● **What is needed**: Can you edit the rows from the line with "hood in the photo above." to the line with "x=941, y=532" by changing "girl's" to "child's", and give back only those lines with everything else unchanged?

— START Data supplied —

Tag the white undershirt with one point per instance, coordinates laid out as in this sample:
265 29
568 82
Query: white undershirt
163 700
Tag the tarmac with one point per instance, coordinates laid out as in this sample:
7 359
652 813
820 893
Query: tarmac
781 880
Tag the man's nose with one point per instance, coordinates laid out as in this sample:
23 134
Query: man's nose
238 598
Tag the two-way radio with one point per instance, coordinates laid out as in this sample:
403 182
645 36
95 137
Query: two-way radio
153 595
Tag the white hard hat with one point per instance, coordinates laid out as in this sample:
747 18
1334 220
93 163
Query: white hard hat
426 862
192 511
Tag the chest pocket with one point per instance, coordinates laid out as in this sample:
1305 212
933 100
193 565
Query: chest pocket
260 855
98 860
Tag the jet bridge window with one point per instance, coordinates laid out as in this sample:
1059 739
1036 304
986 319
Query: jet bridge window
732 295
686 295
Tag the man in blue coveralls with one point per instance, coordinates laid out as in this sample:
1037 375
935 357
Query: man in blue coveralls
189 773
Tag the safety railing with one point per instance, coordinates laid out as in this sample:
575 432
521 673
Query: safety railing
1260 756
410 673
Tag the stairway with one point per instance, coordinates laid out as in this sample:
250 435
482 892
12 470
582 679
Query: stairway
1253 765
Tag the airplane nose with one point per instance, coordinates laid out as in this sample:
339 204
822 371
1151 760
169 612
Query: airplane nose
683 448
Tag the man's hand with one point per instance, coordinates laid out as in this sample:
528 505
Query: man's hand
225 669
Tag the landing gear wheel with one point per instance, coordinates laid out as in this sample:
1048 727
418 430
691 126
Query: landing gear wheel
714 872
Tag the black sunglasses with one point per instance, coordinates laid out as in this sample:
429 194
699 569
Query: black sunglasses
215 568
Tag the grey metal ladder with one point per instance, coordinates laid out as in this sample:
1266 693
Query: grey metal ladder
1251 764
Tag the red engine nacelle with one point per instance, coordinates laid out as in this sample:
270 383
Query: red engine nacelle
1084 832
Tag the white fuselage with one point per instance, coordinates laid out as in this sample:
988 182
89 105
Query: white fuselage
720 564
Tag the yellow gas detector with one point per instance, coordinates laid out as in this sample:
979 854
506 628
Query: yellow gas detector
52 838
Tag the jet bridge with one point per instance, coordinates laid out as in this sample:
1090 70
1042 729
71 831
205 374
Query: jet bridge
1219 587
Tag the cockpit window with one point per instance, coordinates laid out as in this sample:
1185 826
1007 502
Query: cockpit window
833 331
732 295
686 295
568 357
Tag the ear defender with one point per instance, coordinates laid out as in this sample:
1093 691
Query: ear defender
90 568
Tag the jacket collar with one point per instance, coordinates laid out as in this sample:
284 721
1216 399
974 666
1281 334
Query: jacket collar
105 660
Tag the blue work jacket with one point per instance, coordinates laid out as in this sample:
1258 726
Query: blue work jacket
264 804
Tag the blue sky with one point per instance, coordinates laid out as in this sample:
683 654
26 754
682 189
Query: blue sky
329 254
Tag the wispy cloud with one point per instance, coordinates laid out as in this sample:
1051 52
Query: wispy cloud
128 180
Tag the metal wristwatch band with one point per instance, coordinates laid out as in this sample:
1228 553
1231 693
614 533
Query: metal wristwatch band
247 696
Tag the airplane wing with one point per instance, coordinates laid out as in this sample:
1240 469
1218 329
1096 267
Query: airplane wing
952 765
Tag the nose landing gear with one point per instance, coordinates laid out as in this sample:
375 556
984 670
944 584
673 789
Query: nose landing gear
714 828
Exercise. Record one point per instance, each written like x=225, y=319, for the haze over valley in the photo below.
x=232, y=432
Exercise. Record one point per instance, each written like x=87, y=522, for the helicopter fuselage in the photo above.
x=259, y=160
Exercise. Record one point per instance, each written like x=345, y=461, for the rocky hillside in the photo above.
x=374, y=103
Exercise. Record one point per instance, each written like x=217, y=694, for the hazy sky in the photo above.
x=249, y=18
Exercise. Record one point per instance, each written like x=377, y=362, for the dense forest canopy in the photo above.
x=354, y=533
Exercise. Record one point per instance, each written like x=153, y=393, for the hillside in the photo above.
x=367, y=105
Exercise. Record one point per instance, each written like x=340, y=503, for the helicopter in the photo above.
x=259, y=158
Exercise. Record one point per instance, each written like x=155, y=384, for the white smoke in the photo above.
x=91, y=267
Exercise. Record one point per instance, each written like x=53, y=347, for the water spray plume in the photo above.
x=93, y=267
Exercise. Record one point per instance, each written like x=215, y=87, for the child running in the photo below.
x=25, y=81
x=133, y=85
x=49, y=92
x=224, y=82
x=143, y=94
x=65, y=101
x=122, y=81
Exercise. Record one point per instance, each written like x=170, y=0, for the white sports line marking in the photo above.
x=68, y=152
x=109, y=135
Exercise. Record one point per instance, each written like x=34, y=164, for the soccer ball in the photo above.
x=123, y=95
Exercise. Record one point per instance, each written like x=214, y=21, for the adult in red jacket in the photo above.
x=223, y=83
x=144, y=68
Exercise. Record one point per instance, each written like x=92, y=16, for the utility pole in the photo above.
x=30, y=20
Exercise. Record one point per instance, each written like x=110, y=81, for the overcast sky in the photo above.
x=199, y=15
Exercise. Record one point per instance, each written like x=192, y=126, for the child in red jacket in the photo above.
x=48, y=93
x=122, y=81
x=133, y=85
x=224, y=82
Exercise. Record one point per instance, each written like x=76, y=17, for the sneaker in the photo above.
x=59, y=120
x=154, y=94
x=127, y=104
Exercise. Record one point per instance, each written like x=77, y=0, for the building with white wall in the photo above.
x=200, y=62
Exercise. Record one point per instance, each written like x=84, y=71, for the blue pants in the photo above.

— END Data supplied —
— START Data supplied —

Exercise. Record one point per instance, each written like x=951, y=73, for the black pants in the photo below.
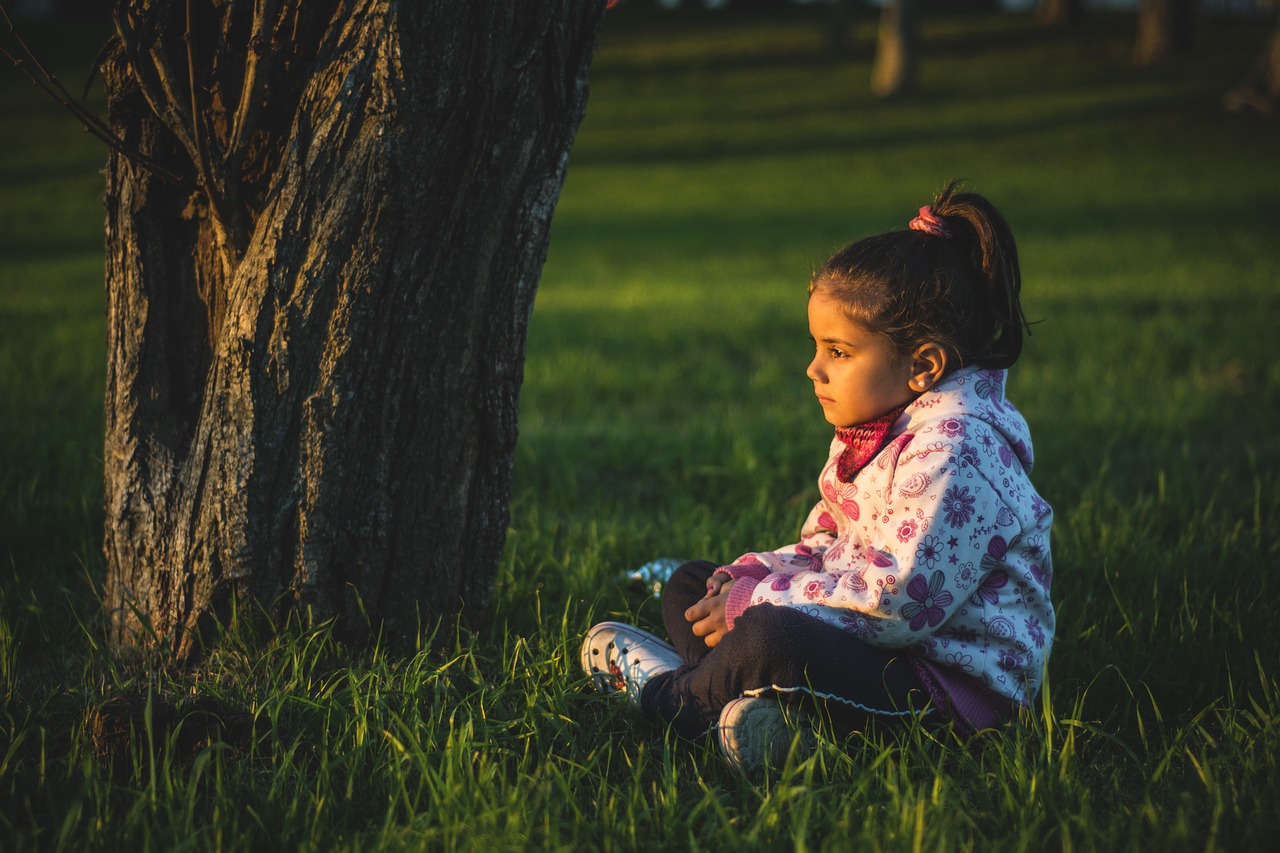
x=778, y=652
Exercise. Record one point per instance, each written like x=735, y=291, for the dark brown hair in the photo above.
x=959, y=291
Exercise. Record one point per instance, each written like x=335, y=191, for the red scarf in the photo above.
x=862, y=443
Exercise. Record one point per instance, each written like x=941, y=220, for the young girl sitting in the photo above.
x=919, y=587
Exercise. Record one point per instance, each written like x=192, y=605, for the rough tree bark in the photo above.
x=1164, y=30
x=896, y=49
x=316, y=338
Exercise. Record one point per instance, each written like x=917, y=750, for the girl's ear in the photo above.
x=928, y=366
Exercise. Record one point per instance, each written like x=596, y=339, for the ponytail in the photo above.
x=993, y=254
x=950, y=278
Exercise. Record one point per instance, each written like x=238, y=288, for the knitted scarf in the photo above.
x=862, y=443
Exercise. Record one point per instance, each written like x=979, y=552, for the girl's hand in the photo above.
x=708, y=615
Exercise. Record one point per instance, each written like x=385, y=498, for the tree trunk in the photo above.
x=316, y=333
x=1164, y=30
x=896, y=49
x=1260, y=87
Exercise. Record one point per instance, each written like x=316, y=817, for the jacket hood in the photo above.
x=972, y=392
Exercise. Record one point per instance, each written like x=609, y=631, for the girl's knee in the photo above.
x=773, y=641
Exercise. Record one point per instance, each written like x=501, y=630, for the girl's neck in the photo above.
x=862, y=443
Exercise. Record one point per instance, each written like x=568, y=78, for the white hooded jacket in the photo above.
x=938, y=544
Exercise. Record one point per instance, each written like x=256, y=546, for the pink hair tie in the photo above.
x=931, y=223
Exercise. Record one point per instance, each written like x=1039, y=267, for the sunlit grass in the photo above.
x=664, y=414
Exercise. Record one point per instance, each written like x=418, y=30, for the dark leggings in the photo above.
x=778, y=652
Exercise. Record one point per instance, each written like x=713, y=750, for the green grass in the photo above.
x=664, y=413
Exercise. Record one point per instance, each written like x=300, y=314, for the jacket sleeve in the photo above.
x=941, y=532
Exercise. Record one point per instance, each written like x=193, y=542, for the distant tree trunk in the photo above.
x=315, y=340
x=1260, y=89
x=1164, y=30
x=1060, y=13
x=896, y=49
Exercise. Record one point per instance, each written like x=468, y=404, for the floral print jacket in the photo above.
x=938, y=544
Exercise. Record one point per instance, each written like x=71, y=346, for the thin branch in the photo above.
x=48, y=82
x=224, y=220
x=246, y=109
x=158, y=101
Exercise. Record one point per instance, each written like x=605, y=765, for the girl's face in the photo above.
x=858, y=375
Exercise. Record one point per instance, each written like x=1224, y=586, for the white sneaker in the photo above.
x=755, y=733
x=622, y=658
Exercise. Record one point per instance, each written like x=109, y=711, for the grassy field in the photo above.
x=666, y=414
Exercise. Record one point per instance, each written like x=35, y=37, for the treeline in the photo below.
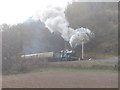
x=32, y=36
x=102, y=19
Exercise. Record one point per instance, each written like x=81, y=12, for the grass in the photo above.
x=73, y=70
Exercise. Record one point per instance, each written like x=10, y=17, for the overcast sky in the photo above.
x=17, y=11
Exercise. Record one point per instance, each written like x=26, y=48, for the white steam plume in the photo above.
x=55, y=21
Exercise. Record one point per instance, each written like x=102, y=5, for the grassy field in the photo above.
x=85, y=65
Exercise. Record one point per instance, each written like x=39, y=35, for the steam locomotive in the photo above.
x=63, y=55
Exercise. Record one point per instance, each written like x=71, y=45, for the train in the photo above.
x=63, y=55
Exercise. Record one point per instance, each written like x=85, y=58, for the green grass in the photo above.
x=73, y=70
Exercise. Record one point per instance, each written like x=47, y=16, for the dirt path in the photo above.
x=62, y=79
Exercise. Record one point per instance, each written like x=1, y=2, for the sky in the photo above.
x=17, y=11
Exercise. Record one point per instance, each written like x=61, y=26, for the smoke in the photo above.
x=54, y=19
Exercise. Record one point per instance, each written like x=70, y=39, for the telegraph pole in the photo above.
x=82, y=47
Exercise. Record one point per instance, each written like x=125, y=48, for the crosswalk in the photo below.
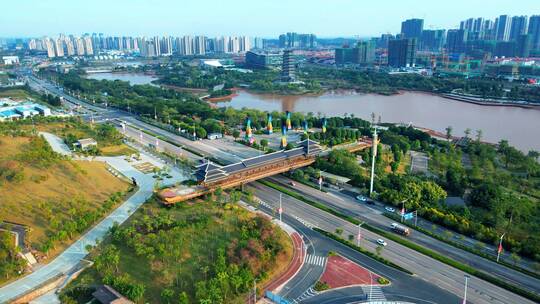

— END Data supplied —

● **Right answer**:
Exercise. Record one point per instance, each written like x=316, y=817, for the jacket hood in the photo above.
x=972, y=392
Exercise. Record one point per instance, each written like x=609, y=631, for the child's knee in the photo above.
x=773, y=641
Exercise. Record one point per instance, each written like x=501, y=630, for the child's neck in the photo above.
x=862, y=443
Exercise. Record one point per instance, each written like x=568, y=78, for the white hooded jacket in the photo above.
x=938, y=544
Exercise. Record one point per instance, each written like x=256, y=546, for the pink hair tie in the photo above.
x=931, y=223
Exercise. Record one point per instance, each written like x=1039, y=267, for the sunlit grass in the photo above.
x=664, y=414
Exercise. Record one point per instance, each written like x=418, y=30, for the dark leggings in the photo above.
x=778, y=652
Exercise. Record one point per instance, each written like x=713, y=750, for the green grass in the photo above.
x=664, y=413
Exercise. Record one point per instance, each written like x=300, y=314, for the jacket sleeve in the photo above.
x=941, y=532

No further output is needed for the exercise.